Dataset entries ▸

____________

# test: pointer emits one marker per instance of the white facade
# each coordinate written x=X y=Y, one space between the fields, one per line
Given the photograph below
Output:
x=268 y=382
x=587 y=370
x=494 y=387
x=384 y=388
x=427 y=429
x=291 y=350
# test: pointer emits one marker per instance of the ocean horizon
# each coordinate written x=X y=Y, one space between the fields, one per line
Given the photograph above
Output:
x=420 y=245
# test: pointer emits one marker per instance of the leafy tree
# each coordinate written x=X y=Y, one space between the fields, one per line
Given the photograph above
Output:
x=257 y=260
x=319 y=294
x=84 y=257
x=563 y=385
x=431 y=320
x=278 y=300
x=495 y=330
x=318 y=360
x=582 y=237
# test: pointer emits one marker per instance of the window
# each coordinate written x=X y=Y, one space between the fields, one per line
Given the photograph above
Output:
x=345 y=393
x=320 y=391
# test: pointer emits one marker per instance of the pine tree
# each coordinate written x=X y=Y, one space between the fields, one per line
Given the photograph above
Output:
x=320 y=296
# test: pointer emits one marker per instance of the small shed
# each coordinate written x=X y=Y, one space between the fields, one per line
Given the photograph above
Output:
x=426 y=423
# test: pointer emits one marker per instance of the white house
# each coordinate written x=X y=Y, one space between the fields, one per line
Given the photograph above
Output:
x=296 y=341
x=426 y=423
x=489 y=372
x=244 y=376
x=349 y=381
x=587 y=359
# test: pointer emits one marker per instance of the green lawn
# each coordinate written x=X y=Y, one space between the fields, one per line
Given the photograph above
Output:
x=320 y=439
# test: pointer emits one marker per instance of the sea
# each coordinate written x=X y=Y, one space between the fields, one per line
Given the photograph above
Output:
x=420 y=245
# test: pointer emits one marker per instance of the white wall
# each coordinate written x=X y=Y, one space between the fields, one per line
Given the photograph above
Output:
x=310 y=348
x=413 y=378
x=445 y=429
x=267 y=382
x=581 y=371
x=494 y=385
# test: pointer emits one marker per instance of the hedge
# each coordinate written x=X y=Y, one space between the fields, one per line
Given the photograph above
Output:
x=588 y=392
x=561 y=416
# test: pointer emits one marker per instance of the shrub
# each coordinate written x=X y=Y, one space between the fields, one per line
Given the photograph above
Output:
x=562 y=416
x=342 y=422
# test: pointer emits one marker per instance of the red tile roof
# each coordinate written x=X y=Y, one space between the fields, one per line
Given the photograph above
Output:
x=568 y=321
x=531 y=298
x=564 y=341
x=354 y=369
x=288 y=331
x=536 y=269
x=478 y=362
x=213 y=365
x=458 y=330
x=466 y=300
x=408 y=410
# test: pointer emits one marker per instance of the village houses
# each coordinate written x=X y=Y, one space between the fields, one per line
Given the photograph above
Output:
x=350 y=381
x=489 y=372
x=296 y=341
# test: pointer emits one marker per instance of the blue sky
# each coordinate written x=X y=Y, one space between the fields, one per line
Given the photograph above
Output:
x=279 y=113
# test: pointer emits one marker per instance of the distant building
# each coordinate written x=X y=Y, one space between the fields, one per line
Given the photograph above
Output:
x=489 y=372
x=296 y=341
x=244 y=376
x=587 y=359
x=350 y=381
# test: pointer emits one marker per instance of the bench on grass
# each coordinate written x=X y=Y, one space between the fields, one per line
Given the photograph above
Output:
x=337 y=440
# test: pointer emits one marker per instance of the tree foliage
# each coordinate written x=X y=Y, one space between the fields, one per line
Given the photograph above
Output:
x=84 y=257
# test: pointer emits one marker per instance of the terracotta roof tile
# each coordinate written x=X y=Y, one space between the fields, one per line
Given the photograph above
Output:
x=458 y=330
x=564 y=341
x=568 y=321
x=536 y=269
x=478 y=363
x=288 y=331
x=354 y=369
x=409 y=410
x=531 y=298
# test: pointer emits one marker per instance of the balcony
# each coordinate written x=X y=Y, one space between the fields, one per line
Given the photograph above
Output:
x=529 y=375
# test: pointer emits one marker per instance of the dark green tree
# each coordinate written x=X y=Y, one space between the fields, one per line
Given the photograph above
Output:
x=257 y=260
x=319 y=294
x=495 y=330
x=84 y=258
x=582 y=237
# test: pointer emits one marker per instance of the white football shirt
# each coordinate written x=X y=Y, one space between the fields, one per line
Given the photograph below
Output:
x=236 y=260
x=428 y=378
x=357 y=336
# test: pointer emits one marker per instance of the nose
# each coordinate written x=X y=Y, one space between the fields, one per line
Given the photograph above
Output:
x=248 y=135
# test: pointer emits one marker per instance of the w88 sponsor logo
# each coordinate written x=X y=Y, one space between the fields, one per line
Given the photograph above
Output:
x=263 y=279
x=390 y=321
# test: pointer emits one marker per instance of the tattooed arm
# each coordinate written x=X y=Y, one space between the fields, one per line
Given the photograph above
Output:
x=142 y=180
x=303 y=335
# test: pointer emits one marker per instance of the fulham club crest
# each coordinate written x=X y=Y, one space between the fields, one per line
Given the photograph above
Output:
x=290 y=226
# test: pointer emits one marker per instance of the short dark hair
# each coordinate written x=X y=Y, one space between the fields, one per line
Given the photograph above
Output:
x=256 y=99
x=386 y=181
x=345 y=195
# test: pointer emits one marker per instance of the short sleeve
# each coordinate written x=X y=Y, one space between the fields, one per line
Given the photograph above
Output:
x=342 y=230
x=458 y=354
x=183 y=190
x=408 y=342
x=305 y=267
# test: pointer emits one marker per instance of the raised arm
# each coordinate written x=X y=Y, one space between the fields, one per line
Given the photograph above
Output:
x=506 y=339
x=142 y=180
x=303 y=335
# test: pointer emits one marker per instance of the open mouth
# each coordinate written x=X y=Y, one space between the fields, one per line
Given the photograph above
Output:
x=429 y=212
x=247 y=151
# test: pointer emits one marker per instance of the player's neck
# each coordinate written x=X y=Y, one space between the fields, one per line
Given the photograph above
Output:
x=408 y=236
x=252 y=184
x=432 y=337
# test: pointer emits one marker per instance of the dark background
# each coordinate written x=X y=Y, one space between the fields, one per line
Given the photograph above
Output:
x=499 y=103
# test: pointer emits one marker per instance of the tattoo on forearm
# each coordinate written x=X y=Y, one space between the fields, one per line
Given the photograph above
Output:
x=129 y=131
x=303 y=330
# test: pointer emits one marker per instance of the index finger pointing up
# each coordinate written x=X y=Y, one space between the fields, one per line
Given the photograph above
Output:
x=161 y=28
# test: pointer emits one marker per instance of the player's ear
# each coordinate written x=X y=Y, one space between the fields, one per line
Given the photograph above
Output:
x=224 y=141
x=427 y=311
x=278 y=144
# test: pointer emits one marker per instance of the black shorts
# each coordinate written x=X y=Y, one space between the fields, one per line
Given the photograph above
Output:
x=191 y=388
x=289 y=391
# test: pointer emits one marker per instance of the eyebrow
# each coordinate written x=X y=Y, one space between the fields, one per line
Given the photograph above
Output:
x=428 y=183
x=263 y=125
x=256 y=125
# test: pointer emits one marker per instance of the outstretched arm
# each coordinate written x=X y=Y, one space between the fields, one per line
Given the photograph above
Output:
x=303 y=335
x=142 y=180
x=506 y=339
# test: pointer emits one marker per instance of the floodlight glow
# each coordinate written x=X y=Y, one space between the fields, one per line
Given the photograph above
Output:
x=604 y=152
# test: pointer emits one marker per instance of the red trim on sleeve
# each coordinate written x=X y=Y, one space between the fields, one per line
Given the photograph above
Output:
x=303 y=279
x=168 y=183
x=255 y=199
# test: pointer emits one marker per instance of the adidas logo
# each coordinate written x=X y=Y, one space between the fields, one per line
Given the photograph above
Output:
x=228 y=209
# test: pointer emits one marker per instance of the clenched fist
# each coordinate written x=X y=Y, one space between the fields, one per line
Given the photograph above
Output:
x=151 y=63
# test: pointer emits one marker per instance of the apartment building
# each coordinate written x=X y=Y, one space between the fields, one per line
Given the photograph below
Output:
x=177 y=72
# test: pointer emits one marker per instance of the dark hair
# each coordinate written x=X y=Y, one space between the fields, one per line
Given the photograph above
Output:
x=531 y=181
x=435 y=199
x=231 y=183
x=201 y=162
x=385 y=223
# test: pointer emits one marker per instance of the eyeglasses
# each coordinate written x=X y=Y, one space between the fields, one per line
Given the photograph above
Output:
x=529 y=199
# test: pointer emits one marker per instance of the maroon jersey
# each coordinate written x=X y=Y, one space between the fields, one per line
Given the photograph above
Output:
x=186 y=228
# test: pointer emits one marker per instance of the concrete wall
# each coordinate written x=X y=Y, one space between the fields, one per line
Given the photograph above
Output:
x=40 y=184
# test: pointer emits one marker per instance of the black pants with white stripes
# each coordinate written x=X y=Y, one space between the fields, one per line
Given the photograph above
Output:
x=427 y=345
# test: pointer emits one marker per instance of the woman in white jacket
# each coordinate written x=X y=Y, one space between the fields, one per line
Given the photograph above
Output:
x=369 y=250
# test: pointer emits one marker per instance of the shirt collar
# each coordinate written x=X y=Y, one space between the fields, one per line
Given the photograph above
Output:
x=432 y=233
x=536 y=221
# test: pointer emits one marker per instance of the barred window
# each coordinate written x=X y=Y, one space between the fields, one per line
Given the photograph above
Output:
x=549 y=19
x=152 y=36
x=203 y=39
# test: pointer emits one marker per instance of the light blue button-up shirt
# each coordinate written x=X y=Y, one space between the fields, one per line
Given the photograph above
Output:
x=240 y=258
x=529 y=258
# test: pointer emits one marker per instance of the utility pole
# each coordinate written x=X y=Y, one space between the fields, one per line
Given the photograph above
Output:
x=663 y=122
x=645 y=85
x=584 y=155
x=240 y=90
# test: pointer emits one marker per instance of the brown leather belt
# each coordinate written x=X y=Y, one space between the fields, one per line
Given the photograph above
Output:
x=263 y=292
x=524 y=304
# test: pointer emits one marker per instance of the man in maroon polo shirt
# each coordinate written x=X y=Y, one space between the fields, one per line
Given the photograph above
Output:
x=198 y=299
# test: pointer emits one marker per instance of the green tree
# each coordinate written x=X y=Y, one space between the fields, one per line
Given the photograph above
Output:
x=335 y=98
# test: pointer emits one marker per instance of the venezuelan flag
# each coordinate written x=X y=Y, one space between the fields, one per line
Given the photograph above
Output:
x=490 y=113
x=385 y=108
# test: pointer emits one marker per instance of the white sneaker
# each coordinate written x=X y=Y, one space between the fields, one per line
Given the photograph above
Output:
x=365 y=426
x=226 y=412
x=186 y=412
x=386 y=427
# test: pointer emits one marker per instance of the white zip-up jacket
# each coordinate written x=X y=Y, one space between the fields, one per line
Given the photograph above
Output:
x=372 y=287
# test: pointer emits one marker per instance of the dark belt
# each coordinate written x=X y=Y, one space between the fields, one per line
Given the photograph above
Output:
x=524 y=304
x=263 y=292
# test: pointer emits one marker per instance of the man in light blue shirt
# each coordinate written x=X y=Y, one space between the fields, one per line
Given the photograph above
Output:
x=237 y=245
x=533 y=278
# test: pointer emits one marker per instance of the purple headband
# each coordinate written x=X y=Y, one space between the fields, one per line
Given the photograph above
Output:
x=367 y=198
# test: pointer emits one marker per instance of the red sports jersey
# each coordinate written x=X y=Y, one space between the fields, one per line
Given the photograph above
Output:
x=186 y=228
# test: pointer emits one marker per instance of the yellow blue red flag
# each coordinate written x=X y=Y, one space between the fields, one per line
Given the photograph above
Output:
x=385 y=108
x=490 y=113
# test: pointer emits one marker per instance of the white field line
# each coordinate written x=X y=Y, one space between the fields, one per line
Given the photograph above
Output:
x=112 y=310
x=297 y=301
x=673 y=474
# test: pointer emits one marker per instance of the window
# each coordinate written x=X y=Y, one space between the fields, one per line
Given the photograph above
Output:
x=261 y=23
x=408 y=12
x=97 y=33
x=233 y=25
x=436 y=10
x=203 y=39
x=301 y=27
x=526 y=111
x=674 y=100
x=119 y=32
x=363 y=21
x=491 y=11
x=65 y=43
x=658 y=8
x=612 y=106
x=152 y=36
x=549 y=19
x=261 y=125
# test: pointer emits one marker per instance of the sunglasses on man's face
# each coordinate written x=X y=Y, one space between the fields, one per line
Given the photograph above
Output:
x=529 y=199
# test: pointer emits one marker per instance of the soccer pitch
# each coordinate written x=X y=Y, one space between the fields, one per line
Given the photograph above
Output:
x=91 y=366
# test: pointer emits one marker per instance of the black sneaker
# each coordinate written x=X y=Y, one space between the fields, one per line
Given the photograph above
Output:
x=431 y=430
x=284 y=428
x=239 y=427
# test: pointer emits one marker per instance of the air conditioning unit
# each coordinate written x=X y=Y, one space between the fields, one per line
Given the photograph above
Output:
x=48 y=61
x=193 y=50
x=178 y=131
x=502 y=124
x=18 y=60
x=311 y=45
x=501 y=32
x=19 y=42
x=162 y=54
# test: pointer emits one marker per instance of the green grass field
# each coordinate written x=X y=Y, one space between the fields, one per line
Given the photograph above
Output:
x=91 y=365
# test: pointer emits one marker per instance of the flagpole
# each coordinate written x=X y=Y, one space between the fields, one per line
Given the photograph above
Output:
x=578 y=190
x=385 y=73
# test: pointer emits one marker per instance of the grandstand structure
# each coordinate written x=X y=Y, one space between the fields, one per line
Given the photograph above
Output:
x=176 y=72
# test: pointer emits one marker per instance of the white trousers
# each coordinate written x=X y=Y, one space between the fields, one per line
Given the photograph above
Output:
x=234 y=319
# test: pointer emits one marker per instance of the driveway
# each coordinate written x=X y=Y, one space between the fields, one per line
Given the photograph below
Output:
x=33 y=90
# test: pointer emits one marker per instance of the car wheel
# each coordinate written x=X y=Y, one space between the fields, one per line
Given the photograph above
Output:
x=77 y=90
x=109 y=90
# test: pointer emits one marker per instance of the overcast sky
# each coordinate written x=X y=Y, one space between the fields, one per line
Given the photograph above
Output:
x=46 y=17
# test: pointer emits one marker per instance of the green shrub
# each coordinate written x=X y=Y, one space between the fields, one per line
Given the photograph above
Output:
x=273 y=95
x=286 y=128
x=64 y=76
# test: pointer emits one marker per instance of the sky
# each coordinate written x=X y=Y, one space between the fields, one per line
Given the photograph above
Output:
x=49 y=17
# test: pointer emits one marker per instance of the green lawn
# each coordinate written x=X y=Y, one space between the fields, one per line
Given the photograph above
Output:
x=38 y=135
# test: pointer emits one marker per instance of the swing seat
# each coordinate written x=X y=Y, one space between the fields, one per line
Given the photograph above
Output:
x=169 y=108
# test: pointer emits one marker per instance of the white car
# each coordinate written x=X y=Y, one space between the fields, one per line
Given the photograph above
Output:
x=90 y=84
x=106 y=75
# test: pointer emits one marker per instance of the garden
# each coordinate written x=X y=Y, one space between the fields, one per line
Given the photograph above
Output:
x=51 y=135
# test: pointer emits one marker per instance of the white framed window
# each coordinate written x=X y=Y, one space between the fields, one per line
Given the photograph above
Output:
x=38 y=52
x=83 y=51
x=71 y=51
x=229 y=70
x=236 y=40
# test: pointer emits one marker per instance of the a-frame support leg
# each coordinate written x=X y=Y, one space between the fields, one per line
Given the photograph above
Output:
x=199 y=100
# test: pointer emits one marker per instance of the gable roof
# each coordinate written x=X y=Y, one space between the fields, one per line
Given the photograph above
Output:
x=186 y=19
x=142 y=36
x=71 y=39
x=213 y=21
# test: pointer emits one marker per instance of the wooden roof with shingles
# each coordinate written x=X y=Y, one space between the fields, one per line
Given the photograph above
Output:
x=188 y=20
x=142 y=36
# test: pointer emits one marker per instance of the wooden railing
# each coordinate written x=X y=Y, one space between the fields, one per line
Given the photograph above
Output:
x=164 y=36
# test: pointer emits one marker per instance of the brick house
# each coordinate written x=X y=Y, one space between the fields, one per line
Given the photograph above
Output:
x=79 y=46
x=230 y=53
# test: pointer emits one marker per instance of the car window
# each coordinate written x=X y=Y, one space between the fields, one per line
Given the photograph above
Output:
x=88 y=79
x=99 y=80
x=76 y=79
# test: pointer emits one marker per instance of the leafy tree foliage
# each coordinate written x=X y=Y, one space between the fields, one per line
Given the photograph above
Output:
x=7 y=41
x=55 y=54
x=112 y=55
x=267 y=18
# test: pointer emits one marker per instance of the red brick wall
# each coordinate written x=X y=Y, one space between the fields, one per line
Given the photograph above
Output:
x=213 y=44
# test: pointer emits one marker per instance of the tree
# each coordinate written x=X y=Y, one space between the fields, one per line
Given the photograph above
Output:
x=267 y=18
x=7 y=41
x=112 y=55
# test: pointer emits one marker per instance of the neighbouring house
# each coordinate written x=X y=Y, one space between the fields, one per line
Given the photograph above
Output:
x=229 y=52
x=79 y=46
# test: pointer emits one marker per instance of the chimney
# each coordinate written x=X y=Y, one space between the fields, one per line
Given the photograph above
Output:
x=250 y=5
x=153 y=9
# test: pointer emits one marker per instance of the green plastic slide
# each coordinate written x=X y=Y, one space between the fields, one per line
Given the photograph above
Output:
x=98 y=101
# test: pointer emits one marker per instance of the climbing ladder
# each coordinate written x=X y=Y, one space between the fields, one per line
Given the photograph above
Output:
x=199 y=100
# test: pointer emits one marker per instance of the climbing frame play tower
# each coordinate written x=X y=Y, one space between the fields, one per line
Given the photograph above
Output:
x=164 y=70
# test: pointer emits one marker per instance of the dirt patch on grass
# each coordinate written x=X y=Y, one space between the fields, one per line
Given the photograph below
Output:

____________

Recast the lines of the listing above as a numbered list with blank lines left out, starting at the line that contains "# test: pointer emits one marker per instance of the hedge" and ending at the line that contains "x=337 y=440".

TASK SOLUTION ▸
1. # test: pointer emits one marker per instance of the hedge
2. # each coordinate written x=X y=Y, one space between the fields, one per line
3. Given the photograph above
4. Output:
5. x=588 y=392
6. x=561 y=416
7. # test: pointer emits one marker per instance of the shrub
8. # each coordinate written x=X y=Y, one space between the fields, one per line
9. Given the photograph above
10. Output:
11. x=562 y=416
12. x=342 y=422
13. # test: pointer emits one marker per instance of the red tile roof
14. # each coordinate written x=X y=Y, one space between the fields, one per line
15. Given the photograph above
16. Output:
17. x=568 y=321
18. x=531 y=298
19. x=564 y=341
20. x=354 y=369
21. x=288 y=331
22. x=536 y=269
23. x=478 y=362
24. x=213 y=365
25. x=458 y=330
26. x=466 y=300
27. x=408 y=410
28. # test: pointer emits one marker per instance of the village houses
29. # each coordinate written x=X y=Y, one space between the fields, one per line
30. Given the photograph above
31. Output:
32. x=350 y=381
33. x=489 y=372
34. x=296 y=341
35. # test: pointer emits one marker per instance of the blue sky
36. # each coordinate written x=X y=Y, one space between the fields, one per line
37. Given the photograph above
38. Output:
39. x=279 y=113
40. # test: pointer emits one marker per instance of the distant building
41. # each coordinate written x=X y=Y, one space between the fields, one per line
42. Given the photograph above
43. Output:
44. x=489 y=372
45. x=296 y=341
46. x=244 y=376
47. x=587 y=359
48. x=350 y=381
49. # test: pointer emits one marker per instance of the bench on grass
50. # each coordinate written x=X y=Y, one space between the fields, one per line
51. Given the photograph above
52. Output:
53. x=337 y=440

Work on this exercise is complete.